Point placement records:

• • • • •

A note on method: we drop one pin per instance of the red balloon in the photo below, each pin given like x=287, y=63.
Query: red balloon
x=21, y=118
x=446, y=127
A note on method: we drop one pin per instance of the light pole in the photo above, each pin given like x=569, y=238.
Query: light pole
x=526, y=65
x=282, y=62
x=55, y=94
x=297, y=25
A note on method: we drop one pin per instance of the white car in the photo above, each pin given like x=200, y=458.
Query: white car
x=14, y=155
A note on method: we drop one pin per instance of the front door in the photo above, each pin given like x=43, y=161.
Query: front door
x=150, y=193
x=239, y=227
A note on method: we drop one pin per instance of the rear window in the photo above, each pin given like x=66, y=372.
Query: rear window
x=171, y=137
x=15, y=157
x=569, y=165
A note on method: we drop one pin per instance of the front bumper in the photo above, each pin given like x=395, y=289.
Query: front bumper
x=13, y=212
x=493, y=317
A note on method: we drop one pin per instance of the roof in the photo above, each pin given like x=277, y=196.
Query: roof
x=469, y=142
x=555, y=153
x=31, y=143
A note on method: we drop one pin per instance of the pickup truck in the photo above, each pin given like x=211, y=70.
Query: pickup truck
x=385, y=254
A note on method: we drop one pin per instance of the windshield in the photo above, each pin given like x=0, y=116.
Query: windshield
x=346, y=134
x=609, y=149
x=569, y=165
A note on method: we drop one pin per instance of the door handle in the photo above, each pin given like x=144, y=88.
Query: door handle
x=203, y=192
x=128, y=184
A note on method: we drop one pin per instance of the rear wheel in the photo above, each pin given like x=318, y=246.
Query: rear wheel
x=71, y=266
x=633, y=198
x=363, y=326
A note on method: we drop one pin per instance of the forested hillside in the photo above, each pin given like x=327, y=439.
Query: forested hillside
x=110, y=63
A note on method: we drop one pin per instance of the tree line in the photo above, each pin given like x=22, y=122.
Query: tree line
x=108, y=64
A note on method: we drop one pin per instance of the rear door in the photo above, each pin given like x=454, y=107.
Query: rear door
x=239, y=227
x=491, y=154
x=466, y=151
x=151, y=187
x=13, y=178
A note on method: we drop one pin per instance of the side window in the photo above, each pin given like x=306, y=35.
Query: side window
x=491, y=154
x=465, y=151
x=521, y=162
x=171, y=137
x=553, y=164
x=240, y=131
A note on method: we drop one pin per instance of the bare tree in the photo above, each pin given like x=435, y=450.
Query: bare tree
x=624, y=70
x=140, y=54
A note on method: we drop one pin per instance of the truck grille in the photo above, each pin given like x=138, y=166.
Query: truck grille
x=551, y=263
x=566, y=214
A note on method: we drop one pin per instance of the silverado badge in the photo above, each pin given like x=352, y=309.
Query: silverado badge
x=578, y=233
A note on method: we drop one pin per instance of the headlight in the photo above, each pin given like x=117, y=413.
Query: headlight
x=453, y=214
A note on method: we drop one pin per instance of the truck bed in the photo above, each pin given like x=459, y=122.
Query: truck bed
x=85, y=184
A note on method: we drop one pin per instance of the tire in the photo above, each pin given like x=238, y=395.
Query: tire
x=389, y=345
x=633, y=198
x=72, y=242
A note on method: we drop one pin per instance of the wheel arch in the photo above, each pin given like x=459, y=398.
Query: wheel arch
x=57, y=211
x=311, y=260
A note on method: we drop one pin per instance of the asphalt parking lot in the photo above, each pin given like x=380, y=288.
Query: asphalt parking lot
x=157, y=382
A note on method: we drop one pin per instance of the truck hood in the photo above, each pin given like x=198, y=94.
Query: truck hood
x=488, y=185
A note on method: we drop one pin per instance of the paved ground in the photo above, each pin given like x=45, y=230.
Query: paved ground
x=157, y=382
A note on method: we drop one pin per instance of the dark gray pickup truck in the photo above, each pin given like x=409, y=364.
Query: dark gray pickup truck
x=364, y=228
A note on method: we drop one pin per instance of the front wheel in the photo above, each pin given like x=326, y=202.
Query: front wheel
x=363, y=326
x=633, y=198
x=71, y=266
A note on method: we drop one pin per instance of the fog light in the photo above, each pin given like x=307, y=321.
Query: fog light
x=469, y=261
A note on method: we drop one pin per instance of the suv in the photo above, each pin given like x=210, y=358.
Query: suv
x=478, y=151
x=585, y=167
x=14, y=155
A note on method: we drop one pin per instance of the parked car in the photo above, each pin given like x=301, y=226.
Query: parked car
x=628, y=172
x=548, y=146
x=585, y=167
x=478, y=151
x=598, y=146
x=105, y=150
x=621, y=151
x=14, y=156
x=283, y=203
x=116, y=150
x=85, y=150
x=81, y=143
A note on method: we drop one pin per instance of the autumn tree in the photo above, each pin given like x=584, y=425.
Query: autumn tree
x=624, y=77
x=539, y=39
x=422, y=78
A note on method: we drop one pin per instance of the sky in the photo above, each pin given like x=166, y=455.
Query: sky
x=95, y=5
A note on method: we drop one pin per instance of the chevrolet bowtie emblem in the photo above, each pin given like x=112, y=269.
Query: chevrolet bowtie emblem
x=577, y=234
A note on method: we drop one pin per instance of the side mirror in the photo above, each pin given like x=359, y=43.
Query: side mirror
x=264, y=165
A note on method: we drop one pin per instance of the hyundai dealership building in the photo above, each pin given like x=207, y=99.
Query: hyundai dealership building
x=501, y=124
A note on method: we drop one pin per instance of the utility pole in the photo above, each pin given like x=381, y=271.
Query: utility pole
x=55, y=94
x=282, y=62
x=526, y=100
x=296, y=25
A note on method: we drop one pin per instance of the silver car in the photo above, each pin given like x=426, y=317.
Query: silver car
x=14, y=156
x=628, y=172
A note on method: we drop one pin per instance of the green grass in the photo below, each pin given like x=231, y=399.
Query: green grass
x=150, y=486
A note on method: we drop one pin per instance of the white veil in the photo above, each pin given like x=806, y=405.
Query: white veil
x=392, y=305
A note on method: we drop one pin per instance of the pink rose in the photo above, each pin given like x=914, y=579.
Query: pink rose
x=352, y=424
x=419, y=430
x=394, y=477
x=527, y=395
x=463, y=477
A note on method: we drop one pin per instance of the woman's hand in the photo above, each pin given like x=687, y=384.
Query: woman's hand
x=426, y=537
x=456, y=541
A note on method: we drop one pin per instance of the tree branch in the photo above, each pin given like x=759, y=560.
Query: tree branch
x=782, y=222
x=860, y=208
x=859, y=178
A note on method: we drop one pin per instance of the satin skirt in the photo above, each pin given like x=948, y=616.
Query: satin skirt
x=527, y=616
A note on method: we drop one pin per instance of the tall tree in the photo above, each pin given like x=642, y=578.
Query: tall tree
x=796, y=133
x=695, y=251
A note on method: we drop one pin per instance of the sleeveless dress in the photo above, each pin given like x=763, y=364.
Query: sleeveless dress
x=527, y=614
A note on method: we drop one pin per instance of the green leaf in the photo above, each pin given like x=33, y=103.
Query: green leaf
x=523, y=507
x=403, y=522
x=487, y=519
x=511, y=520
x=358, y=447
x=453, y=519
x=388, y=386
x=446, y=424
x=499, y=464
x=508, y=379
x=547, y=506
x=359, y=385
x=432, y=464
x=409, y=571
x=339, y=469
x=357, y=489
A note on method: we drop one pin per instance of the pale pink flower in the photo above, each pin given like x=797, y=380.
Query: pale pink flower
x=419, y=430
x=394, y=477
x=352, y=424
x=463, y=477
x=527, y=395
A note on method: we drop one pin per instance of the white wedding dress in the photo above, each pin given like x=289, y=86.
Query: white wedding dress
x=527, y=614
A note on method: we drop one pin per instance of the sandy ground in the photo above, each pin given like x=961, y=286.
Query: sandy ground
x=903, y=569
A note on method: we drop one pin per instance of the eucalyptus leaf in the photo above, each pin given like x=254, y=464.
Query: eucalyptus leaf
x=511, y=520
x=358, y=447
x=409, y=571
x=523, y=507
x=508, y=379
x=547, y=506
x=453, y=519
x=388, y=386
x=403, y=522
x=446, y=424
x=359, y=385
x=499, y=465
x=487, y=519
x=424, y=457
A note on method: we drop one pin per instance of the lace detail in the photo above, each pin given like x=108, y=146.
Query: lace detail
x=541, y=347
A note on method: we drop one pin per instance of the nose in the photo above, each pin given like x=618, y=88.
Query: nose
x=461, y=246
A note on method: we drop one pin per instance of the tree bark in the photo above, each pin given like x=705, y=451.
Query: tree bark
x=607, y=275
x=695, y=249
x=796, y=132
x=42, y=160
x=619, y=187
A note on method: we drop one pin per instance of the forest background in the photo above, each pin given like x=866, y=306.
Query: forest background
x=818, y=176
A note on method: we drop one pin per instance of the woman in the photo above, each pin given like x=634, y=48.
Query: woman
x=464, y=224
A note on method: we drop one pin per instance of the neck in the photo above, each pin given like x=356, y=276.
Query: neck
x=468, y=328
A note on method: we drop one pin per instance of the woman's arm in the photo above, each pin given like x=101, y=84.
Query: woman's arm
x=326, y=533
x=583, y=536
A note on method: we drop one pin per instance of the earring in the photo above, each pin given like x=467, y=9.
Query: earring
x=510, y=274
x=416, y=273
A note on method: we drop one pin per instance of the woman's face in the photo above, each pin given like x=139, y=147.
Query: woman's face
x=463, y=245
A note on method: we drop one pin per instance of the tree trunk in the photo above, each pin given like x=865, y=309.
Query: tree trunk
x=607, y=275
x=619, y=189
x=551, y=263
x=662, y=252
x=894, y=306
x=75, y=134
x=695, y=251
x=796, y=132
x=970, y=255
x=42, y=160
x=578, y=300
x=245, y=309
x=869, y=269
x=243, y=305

• • • • •

## [Instructions to follow]
Transcribe the records above exactly, but only from the line that contains "like x=866, y=306." through their final line, inclusive.

## [Result for this task]
A note on method: we drop one pin per instance of the forest background in the photo above, each pin given like x=866, y=306.
Query: forest background
x=818, y=176
A note on method: we drop one pin per instance of the woman in the photo above, each pin given like x=634, y=48.
Query: woman
x=464, y=224
A note on method: we drop one pin per instance of the neck in the photo above, each pin given like x=356, y=276.
Query: neck
x=468, y=328
A note on method: we drop one pin per instance of the woman's arm in the photo above, each pin given like x=101, y=84.
Query: woman's arm
x=326, y=533
x=583, y=536
A note on method: we drop one pin per instance of the earring in the photo above, each pin given like x=467, y=9.
Query: earring
x=510, y=274
x=416, y=273
A note on method: we drop one pin per instance of the woman's face in the photo above, each pin given like x=139, y=147.
Query: woman's face
x=463, y=245
A note on method: we drop one pin per instance of the tree trunk in the photo above, each pin given like x=865, y=309.
Query: tree trunk
x=607, y=275
x=619, y=189
x=551, y=263
x=662, y=252
x=894, y=306
x=75, y=134
x=695, y=251
x=796, y=132
x=970, y=255
x=42, y=160
x=578, y=300
x=245, y=309
x=869, y=269
x=243, y=305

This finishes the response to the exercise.